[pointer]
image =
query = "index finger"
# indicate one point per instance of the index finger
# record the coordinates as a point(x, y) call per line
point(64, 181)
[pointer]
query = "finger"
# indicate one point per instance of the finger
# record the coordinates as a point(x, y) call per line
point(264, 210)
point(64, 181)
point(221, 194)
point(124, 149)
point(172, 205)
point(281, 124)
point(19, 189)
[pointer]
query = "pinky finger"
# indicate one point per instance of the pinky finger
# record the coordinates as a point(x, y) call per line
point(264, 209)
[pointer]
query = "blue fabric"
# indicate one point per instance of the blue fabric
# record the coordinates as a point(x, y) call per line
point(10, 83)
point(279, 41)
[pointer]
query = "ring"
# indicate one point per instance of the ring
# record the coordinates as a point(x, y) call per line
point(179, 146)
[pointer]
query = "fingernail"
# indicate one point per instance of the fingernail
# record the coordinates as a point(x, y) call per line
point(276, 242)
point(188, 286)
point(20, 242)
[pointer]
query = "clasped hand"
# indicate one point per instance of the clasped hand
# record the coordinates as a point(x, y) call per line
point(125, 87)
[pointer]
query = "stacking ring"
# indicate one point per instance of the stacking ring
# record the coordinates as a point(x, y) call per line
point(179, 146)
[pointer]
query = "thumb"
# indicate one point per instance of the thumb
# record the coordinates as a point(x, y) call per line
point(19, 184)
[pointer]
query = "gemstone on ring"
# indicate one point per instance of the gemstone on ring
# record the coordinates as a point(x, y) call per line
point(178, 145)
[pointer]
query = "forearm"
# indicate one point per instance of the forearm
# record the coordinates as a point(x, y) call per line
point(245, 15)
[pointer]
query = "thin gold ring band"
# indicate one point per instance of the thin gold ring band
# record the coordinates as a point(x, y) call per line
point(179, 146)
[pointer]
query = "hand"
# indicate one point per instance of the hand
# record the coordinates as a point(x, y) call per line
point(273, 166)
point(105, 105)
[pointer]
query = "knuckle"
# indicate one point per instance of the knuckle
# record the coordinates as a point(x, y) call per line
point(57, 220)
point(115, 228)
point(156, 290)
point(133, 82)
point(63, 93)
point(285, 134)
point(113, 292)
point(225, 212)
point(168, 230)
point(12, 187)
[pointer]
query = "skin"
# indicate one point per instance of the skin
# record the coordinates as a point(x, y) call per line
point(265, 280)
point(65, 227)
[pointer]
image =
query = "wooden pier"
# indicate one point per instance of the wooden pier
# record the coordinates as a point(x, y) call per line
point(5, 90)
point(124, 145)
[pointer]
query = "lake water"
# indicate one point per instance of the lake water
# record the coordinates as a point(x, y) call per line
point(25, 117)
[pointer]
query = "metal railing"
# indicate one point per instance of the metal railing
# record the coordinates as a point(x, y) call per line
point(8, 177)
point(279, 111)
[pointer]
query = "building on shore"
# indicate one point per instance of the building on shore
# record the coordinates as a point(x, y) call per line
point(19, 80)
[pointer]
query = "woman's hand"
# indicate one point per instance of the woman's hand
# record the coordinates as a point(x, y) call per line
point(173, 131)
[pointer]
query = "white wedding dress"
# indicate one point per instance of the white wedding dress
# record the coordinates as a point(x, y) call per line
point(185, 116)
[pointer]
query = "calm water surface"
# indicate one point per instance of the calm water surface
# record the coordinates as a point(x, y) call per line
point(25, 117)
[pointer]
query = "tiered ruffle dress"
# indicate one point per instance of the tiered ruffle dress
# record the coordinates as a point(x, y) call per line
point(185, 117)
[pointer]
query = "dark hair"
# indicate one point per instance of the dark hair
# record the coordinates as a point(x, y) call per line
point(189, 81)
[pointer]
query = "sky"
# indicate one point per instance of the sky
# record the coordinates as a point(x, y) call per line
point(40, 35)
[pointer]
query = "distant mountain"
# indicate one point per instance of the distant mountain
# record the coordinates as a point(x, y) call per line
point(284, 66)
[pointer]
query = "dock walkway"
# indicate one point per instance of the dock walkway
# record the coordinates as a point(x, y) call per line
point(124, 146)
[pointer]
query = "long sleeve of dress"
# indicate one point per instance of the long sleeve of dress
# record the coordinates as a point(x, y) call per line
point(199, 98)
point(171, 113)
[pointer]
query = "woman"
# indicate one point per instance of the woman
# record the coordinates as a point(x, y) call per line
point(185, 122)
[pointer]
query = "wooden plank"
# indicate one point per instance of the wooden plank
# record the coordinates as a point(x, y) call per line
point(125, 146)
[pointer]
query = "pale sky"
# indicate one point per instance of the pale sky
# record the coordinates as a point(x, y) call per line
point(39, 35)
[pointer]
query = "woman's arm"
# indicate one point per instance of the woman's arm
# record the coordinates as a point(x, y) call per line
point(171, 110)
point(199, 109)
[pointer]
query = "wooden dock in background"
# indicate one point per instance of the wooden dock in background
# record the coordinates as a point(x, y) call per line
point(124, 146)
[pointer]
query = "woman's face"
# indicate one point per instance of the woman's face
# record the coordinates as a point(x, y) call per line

********************

## The task
Working from the material above, restate word for word the lines between the line with "# indicate one point per instance of the ring" and the line with "# indicate one point per instance of the clasped", both included, and only those.

## Finished task
# indicate one point per instance of the ring
# record the coordinates as a point(x, y) call per line
point(179, 146)
[pointer]
query = "fingernail"
# indicate one point per instance of the fingernail
# record the coordinates as a point(x, y) call per line
point(276, 242)
point(188, 286)
point(20, 242)
[pointer]
query = "clasped hand"
# indicate one point per instance of the clasped hand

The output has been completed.